Work instruction:
Each line containing the string "lighthouse" should be copied out of the entries.

Task data Start Marker

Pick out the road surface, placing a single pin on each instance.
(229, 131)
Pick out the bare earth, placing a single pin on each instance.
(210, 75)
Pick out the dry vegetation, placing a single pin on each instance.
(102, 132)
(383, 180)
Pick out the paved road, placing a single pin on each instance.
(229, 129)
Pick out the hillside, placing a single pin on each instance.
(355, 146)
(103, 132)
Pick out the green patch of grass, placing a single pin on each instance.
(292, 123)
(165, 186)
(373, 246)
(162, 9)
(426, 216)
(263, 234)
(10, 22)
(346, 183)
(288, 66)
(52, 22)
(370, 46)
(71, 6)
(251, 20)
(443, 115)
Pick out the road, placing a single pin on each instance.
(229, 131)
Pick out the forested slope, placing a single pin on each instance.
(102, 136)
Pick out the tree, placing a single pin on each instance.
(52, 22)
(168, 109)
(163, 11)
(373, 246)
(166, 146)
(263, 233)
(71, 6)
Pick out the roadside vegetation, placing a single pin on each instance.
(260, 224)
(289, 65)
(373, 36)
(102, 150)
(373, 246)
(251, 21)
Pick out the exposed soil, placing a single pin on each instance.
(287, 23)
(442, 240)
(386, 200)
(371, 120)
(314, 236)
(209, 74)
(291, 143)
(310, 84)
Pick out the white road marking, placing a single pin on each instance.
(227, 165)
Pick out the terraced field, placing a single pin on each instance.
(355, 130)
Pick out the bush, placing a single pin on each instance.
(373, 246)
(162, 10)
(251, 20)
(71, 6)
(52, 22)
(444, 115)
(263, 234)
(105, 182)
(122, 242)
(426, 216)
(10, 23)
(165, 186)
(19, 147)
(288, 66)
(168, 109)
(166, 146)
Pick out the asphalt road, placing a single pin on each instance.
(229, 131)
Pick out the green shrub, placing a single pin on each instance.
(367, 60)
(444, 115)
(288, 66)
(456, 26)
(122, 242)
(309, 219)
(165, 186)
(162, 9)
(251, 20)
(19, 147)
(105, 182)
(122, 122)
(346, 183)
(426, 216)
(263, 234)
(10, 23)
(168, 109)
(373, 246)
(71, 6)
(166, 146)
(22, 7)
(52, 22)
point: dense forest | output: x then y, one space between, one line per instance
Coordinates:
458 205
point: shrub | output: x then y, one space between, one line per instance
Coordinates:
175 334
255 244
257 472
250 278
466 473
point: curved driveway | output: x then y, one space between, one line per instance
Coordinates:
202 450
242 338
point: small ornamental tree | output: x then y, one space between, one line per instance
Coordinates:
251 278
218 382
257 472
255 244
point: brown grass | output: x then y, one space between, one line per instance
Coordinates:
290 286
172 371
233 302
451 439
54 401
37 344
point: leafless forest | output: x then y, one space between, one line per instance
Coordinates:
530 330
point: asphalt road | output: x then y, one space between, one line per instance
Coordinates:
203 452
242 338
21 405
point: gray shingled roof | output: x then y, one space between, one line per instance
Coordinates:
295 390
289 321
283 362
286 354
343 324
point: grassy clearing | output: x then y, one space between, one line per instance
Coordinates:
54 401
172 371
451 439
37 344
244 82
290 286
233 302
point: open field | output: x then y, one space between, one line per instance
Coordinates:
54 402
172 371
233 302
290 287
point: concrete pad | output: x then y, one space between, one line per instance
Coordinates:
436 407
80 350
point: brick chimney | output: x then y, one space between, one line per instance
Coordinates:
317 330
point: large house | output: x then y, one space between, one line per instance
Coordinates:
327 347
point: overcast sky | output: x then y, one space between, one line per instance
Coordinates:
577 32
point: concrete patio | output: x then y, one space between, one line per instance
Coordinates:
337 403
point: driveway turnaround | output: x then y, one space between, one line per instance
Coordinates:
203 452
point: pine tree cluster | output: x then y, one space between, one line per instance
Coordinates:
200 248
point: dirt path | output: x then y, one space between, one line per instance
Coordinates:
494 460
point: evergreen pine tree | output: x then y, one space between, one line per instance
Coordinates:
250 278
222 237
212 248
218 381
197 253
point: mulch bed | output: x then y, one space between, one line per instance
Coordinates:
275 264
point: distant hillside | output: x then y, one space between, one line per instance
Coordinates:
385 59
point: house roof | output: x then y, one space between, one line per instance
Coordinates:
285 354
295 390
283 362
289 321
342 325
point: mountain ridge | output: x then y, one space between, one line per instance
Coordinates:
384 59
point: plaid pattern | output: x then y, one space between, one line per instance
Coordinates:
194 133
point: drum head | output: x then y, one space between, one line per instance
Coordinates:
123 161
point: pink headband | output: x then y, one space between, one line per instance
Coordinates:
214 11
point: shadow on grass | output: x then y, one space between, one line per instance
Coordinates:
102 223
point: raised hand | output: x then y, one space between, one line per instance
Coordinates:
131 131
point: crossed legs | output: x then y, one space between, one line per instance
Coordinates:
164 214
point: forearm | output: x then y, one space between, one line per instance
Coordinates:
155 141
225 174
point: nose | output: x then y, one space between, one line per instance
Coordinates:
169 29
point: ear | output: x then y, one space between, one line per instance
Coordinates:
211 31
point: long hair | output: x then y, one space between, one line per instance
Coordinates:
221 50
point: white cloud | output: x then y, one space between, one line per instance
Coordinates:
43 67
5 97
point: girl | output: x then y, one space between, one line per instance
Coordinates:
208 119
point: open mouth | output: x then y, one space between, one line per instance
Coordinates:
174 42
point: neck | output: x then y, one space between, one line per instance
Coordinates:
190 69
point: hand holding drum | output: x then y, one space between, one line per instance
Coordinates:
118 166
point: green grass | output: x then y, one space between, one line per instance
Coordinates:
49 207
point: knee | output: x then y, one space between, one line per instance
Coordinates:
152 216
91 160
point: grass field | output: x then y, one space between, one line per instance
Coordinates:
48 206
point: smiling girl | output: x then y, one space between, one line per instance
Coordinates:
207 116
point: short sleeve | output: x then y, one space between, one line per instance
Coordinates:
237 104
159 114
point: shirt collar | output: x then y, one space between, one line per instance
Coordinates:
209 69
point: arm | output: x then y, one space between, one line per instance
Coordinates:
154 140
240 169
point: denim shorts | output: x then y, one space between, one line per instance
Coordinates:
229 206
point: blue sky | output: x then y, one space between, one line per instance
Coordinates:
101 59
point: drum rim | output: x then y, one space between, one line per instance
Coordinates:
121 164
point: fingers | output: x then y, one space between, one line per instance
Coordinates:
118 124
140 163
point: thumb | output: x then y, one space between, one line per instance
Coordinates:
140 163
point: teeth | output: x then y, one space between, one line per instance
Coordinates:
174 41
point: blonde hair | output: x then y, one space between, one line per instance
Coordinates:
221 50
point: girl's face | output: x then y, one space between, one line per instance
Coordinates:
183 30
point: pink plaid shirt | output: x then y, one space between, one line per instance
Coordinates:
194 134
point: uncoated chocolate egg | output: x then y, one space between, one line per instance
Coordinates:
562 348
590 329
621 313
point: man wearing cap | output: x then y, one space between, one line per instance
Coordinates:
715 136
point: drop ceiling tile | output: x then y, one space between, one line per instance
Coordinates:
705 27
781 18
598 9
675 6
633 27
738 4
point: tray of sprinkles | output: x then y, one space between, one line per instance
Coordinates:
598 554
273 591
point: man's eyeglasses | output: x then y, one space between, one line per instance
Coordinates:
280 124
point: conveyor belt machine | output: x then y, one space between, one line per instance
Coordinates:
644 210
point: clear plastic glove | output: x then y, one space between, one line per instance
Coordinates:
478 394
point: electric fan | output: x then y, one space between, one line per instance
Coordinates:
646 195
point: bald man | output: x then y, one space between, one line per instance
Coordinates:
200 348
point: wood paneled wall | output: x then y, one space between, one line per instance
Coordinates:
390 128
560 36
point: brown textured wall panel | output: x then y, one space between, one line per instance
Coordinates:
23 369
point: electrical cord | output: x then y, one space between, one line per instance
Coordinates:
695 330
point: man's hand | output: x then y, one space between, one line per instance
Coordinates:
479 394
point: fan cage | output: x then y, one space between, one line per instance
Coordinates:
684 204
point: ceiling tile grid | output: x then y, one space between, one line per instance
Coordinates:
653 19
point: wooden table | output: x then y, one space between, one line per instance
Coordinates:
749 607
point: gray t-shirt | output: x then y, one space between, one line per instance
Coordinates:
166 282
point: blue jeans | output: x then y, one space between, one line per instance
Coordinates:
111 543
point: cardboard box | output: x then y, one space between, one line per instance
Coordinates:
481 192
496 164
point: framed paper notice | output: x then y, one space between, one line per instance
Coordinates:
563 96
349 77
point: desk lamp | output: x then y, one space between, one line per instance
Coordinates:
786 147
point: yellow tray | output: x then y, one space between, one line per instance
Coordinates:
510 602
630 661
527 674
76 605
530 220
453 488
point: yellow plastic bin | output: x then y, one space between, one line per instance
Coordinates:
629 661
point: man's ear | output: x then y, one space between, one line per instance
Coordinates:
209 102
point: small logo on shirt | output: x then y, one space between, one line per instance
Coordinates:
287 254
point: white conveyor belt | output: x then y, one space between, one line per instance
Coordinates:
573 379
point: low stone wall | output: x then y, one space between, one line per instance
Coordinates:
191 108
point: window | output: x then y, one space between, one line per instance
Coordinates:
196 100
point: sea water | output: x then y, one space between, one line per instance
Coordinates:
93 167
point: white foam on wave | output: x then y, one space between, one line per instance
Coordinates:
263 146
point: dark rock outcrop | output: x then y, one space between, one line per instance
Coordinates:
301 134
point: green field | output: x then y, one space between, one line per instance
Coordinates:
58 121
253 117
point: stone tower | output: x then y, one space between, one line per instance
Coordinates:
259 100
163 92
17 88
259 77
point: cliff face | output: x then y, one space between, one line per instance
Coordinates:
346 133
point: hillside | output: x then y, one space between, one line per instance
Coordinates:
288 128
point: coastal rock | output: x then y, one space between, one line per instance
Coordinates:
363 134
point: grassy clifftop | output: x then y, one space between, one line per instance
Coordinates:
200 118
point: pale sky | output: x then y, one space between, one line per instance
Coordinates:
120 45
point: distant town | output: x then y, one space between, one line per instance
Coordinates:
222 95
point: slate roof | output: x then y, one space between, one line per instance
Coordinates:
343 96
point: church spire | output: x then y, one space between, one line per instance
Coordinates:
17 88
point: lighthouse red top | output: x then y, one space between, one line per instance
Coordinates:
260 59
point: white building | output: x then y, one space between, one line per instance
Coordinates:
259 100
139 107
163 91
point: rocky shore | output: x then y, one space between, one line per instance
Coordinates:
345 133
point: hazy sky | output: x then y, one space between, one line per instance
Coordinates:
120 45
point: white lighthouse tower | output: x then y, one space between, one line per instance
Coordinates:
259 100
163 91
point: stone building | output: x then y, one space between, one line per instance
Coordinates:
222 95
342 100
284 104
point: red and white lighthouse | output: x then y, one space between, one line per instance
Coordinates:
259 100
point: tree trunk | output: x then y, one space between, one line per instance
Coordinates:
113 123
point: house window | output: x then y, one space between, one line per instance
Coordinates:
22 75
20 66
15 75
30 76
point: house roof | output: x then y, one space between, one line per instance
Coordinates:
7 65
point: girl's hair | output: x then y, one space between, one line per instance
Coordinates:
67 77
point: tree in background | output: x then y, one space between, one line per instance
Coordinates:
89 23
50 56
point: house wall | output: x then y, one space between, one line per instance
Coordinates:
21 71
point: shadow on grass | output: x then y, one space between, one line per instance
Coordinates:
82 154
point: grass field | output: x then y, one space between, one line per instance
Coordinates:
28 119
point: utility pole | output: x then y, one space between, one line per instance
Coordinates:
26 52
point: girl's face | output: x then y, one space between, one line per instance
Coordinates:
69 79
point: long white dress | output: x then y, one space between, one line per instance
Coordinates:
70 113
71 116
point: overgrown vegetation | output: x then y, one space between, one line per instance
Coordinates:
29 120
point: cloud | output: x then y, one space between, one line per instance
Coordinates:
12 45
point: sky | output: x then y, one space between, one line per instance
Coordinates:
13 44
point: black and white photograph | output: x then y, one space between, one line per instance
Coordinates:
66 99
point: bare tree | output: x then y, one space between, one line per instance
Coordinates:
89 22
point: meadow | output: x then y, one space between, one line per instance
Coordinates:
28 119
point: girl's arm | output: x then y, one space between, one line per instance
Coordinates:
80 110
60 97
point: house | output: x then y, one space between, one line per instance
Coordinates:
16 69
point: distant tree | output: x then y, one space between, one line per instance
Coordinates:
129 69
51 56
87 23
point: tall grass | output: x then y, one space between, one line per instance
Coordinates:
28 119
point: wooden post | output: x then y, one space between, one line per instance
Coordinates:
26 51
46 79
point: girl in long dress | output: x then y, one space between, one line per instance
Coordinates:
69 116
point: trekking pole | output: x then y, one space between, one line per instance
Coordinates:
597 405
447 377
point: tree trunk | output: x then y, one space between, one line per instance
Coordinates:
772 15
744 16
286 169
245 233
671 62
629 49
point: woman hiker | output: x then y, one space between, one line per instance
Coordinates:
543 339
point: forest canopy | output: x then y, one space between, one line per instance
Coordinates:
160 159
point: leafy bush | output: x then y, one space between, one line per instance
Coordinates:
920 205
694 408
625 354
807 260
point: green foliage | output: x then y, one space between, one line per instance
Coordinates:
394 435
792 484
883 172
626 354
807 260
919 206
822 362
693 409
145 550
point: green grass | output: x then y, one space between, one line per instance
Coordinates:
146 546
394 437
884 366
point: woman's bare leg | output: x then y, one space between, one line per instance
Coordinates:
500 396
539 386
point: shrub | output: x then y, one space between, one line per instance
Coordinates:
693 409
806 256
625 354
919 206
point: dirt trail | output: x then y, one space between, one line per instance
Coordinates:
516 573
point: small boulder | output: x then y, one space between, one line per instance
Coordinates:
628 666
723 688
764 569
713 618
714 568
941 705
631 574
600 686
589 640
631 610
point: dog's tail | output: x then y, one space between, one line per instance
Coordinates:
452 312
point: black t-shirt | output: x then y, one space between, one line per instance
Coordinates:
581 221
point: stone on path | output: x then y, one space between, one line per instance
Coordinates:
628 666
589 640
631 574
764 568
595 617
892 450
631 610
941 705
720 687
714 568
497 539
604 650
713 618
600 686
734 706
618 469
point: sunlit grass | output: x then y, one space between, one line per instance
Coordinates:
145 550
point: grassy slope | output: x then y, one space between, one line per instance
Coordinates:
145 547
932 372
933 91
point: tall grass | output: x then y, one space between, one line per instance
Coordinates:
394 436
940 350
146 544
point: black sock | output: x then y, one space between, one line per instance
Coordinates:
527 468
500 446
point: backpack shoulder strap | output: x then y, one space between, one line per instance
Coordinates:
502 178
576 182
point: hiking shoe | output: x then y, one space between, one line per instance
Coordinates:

Task data End Marker

The completed task:
point: lighthouse red top | output: x then y, one space between, one line per instance
point: white lighthouse tower | output: x then y, one space between, one line per instance
point: red and white lighthouse | output: x then y, one space between, one line per instance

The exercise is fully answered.